Given exercise a: Quote the records word for word, from the line containing "Could you please indicate the raised" through the end of the records, leaving the pictures out of your answer.

-- BEGIN Document excerpt --

I'd always been disappointed with New World's food, and gradually Gretchen and I had stopped going there. But tonight we sat down to a meal that turned out to be not only delicious, but entirely vegan as well. Ray, who has now been vegan himself for months, helpfully steering us clear of the dishes where hidden fish sauce might be lurking. I particularly liked the seitan "wings" (which come in three or four flavors; I went with the cajun). I wish I had a big basket of them to eat in front of a television. Unfortunately, they don't really seem to understand the finer points of french fry manufacturing, but part of the problem was that mine had gone soggy in something called "banana ketchup" (which proved just as unappetizing as it sounds).
At some point during the meal we were talking about dinner flatware sets, and how (as individual pieces are lost and replaced) it comes to be a hodge-podge. This gave me the opportunity to use the word "palimpsest," which isn't just one of my favorite-sounding words (to the extent that I know how to pronounce it), but it's also one of a handful of fundamental metaphors that can be mixed and matched to describe a wide variety of phenomena (another is natural selection, though that concept hasn't been encoded into single snappy Greek word).
One of the reasons people like New World has nothing to do with its food. It's a cozy environment, with walls painted in warm earthy oranges and a bar aglow with Christmas lights. It's the kind of place one wants to duck into on a savagely cold winter night.

-- END Document excerpt --
-- BEGIN Material supplied --

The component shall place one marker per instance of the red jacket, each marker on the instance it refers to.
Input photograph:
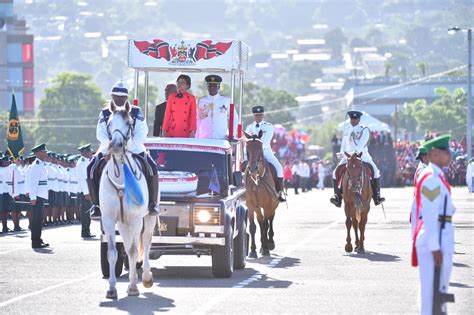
(180, 115)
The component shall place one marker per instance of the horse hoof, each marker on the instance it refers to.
(271, 245)
(253, 254)
(111, 294)
(133, 291)
(348, 248)
(148, 284)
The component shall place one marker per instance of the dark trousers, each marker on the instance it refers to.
(37, 221)
(85, 216)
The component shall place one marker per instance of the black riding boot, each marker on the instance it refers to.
(94, 211)
(337, 198)
(279, 188)
(153, 194)
(376, 191)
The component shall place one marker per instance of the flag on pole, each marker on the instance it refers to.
(214, 185)
(14, 136)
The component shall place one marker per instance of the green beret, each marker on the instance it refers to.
(441, 142)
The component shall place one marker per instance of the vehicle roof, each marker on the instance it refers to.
(189, 144)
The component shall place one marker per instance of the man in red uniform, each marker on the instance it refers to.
(180, 115)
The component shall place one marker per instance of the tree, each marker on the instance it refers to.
(68, 112)
(446, 114)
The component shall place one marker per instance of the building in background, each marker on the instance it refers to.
(16, 60)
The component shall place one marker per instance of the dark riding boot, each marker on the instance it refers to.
(337, 198)
(94, 211)
(279, 189)
(153, 194)
(376, 191)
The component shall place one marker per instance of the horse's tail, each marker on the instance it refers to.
(141, 247)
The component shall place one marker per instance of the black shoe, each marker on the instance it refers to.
(40, 245)
(87, 235)
(95, 212)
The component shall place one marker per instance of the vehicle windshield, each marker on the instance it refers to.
(199, 163)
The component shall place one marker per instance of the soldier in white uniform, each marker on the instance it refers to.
(470, 175)
(433, 205)
(37, 178)
(83, 190)
(356, 138)
(213, 112)
(136, 146)
(267, 128)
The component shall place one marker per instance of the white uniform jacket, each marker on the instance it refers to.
(212, 119)
(433, 192)
(267, 129)
(37, 178)
(81, 170)
(139, 134)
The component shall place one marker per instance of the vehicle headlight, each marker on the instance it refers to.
(203, 216)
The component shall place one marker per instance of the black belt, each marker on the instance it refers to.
(447, 218)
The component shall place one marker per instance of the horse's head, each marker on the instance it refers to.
(354, 170)
(119, 127)
(254, 148)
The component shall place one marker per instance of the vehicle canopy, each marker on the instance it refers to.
(191, 56)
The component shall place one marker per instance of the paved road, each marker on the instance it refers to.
(308, 272)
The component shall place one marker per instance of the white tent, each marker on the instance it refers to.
(367, 121)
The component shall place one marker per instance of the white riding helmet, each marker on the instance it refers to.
(119, 89)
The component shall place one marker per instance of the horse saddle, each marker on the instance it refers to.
(341, 170)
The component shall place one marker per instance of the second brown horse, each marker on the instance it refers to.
(356, 193)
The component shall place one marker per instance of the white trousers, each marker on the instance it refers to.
(320, 182)
(268, 154)
(426, 266)
(365, 158)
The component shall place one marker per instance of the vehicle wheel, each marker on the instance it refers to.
(223, 257)
(104, 263)
(240, 247)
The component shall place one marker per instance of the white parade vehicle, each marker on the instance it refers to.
(193, 219)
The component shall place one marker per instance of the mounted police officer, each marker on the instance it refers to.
(135, 146)
(260, 125)
(356, 138)
(213, 112)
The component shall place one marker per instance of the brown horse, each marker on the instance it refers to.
(356, 193)
(260, 194)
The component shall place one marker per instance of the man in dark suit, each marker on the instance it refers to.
(160, 111)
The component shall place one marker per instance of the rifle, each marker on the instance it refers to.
(439, 298)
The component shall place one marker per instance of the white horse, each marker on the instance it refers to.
(123, 197)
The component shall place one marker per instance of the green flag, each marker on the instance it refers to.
(14, 137)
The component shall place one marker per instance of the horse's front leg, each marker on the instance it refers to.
(348, 247)
(271, 242)
(109, 229)
(253, 229)
(263, 223)
(147, 276)
(355, 225)
(363, 222)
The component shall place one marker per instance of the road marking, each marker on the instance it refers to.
(9, 251)
(258, 276)
(24, 296)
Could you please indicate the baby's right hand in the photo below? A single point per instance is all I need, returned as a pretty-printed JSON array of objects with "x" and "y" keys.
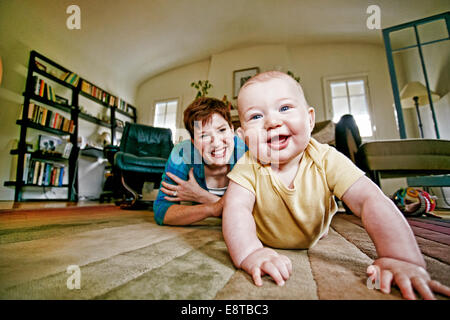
[{"x": 267, "y": 261}]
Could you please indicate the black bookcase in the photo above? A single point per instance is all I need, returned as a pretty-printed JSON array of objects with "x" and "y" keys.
[{"x": 47, "y": 75}]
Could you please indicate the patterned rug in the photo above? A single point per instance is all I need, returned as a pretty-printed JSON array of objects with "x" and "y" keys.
[{"x": 121, "y": 254}]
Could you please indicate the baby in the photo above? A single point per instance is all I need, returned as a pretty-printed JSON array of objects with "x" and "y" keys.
[{"x": 281, "y": 193}]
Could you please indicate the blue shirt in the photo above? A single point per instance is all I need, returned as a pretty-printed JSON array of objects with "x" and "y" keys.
[{"x": 183, "y": 157}]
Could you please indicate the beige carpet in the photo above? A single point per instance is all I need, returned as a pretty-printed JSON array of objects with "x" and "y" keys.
[{"x": 125, "y": 255}]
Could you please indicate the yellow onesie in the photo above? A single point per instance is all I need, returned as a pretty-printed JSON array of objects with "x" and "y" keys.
[{"x": 297, "y": 218}]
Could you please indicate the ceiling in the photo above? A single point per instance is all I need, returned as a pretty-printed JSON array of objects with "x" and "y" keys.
[{"x": 142, "y": 38}]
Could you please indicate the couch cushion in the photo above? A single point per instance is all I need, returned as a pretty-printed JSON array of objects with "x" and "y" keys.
[
  {"x": 406, "y": 154},
  {"x": 129, "y": 162}
]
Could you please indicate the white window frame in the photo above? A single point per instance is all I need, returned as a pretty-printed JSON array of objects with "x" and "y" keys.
[
  {"x": 329, "y": 114},
  {"x": 174, "y": 133}
]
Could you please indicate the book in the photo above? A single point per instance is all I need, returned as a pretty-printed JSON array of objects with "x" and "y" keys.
[{"x": 37, "y": 165}]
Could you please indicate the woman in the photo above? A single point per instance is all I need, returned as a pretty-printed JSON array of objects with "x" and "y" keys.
[{"x": 197, "y": 168}]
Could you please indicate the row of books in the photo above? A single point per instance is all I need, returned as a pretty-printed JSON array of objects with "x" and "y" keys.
[
  {"x": 71, "y": 78},
  {"x": 48, "y": 118},
  {"x": 98, "y": 93},
  {"x": 43, "y": 89},
  {"x": 43, "y": 173}
]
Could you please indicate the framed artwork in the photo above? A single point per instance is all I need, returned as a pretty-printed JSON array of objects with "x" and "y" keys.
[
  {"x": 62, "y": 100},
  {"x": 240, "y": 77}
]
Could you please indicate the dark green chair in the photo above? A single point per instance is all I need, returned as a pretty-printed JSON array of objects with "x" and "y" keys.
[{"x": 144, "y": 151}]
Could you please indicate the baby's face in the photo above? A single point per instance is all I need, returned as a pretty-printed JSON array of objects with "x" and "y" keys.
[{"x": 276, "y": 120}]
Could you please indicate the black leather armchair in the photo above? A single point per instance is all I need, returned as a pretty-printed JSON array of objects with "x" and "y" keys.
[{"x": 143, "y": 154}]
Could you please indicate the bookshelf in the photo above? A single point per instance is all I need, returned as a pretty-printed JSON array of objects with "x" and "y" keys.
[{"x": 52, "y": 110}]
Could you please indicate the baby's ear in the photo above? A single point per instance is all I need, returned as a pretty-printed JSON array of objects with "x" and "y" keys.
[
  {"x": 312, "y": 116},
  {"x": 240, "y": 133}
]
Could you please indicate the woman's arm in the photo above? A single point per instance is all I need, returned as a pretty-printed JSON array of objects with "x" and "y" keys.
[
  {"x": 178, "y": 214},
  {"x": 186, "y": 190}
]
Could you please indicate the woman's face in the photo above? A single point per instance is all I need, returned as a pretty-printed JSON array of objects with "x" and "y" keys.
[{"x": 214, "y": 140}]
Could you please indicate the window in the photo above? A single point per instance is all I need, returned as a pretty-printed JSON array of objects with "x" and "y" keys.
[
  {"x": 166, "y": 115},
  {"x": 350, "y": 96}
]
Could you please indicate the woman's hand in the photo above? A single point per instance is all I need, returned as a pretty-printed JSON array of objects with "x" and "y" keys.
[
  {"x": 407, "y": 277},
  {"x": 186, "y": 190}
]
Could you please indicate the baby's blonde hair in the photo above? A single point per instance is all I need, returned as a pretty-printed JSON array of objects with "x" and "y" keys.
[{"x": 267, "y": 76}]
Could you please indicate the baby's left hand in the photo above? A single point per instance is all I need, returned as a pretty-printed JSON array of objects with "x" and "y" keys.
[{"x": 407, "y": 277}]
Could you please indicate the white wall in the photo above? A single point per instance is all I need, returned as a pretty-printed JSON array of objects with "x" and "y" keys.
[
  {"x": 173, "y": 84},
  {"x": 310, "y": 62}
]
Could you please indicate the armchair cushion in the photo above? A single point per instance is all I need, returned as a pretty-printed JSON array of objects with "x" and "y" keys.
[
  {"x": 416, "y": 155},
  {"x": 130, "y": 162}
]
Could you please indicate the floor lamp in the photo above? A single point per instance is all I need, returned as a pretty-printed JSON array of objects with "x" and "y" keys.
[
  {"x": 1, "y": 70},
  {"x": 414, "y": 95}
]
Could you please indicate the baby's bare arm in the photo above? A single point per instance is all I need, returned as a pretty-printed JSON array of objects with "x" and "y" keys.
[
  {"x": 246, "y": 250},
  {"x": 399, "y": 257},
  {"x": 385, "y": 224},
  {"x": 239, "y": 229}
]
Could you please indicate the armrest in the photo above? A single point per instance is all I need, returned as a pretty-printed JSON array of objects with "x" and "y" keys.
[{"x": 109, "y": 151}]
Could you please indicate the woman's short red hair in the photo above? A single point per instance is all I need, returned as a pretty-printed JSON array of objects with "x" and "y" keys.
[{"x": 202, "y": 109}]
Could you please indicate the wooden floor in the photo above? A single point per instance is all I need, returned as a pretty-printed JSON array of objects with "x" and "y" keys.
[{"x": 7, "y": 206}]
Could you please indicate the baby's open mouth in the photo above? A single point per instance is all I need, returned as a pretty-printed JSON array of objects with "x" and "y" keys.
[
  {"x": 219, "y": 153},
  {"x": 278, "y": 142}
]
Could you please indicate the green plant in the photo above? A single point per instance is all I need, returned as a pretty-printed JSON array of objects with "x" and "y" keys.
[
  {"x": 293, "y": 76},
  {"x": 202, "y": 87}
]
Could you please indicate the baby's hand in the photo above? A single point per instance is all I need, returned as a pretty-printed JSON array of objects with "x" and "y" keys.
[
  {"x": 407, "y": 276},
  {"x": 267, "y": 261}
]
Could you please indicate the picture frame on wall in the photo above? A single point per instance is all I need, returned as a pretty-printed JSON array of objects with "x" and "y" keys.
[
  {"x": 48, "y": 144},
  {"x": 240, "y": 77}
]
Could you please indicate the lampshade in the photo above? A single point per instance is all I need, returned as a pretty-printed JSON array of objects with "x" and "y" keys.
[
  {"x": 1, "y": 70},
  {"x": 416, "y": 89}
]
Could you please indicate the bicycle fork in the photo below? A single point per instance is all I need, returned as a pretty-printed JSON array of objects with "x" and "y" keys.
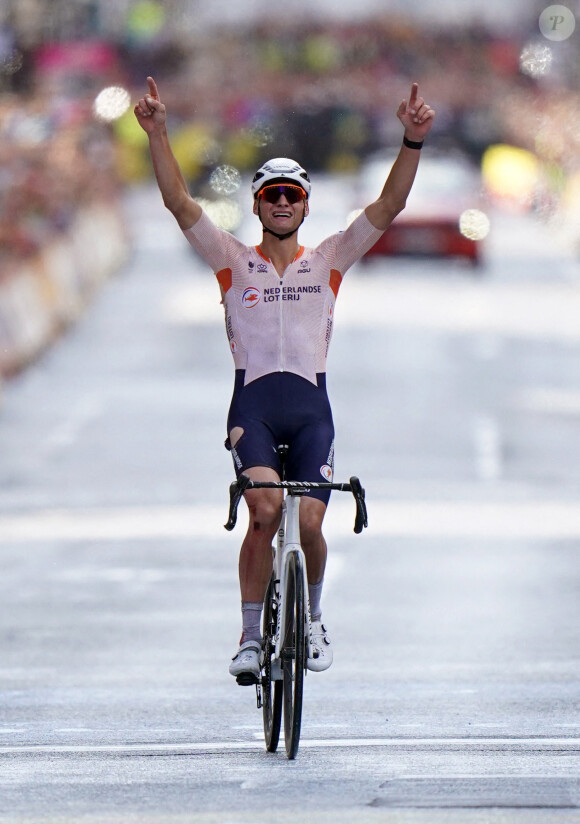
[{"x": 289, "y": 543}]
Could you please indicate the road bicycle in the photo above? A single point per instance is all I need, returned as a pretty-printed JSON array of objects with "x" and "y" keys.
[{"x": 286, "y": 624}]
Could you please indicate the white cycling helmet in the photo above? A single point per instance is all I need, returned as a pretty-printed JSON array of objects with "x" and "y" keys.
[{"x": 280, "y": 170}]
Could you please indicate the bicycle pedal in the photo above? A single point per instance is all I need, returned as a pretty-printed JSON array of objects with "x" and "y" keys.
[{"x": 246, "y": 679}]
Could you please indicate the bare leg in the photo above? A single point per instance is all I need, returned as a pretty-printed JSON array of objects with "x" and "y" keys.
[{"x": 255, "y": 566}]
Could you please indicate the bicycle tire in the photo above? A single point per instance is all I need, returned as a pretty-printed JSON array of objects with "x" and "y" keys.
[
  {"x": 271, "y": 690},
  {"x": 293, "y": 655}
]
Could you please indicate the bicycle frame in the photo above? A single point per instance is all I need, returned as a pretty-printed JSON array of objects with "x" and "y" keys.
[
  {"x": 284, "y": 676},
  {"x": 288, "y": 543}
]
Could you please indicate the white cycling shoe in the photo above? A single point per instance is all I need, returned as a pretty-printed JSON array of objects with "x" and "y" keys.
[
  {"x": 245, "y": 666},
  {"x": 321, "y": 648}
]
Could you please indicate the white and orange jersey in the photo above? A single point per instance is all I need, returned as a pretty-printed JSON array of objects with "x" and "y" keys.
[{"x": 280, "y": 323}]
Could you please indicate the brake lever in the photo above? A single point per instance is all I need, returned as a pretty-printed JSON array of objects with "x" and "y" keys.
[
  {"x": 237, "y": 489},
  {"x": 361, "y": 518}
]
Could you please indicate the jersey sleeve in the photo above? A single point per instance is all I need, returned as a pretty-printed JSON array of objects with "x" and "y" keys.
[
  {"x": 216, "y": 246},
  {"x": 345, "y": 248}
]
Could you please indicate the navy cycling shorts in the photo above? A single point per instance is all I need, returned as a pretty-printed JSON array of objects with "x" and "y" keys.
[{"x": 283, "y": 408}]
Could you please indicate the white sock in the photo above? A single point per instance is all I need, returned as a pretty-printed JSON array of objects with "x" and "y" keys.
[{"x": 314, "y": 595}]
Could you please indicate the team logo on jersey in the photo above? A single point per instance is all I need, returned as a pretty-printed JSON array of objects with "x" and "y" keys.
[
  {"x": 251, "y": 297},
  {"x": 326, "y": 472}
]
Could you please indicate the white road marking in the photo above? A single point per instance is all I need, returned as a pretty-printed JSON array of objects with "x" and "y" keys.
[
  {"x": 313, "y": 743},
  {"x": 488, "y": 451},
  {"x": 543, "y": 519}
]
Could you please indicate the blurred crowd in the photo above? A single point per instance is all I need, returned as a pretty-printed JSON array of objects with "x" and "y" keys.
[{"x": 326, "y": 94}]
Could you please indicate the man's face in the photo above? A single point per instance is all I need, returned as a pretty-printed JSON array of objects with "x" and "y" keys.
[{"x": 282, "y": 207}]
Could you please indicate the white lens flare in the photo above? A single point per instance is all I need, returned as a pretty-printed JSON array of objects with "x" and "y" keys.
[
  {"x": 225, "y": 180},
  {"x": 111, "y": 103},
  {"x": 260, "y": 134},
  {"x": 225, "y": 213},
  {"x": 474, "y": 224},
  {"x": 536, "y": 60}
]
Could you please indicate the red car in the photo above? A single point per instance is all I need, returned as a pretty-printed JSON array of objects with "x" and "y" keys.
[{"x": 444, "y": 190}]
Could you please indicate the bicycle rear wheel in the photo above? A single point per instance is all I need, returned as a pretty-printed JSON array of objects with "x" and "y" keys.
[
  {"x": 293, "y": 655},
  {"x": 271, "y": 690}
]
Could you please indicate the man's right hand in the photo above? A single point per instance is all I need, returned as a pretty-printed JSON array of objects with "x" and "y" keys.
[{"x": 150, "y": 111}]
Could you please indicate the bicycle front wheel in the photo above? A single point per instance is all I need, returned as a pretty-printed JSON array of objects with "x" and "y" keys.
[
  {"x": 271, "y": 690},
  {"x": 293, "y": 654}
]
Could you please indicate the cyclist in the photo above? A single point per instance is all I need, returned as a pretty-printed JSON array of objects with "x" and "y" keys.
[{"x": 279, "y": 307}]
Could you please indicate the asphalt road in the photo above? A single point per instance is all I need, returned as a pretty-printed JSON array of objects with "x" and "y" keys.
[{"x": 455, "y": 692}]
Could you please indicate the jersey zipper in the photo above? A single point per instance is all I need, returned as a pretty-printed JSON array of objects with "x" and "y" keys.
[{"x": 281, "y": 354}]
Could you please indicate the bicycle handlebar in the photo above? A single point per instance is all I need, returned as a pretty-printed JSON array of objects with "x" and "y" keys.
[{"x": 237, "y": 489}]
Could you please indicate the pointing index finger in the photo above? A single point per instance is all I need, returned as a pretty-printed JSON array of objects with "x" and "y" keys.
[{"x": 153, "y": 88}]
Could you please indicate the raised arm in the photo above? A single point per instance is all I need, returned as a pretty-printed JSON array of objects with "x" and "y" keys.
[
  {"x": 150, "y": 113},
  {"x": 417, "y": 118}
]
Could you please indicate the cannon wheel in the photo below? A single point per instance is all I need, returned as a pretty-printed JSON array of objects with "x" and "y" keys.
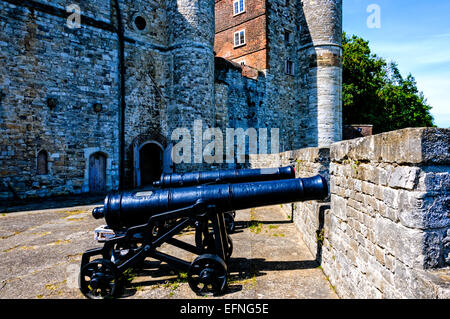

-- END Material supplied --

Given exercise b: Print the stretch of the New World restaurant text from "One of the reasons" through "cold winter night.", word for word.

Correct answer a:
Could you please indicate the raised arm in the photo above? A single point per instance is all I need, returned as a pretty-printed JSON array of objects with "x" and "y" keys.
[
  {"x": 150, "y": 113},
  {"x": 417, "y": 118}
]
Could you please indicate the cannon wheel in the photo below? A single point per instance is all I need, returned as a pretty-printed JSON array of objects with "x" and "y" keys.

Correct answer b:
One of the reasons people like New World has nothing to do with its food. It's a cozy environment, with walls painted in warm earthy oranges and a bar aglow with Christmas lights. It's the kind of place one wants to duck into on a savagely cold winter night.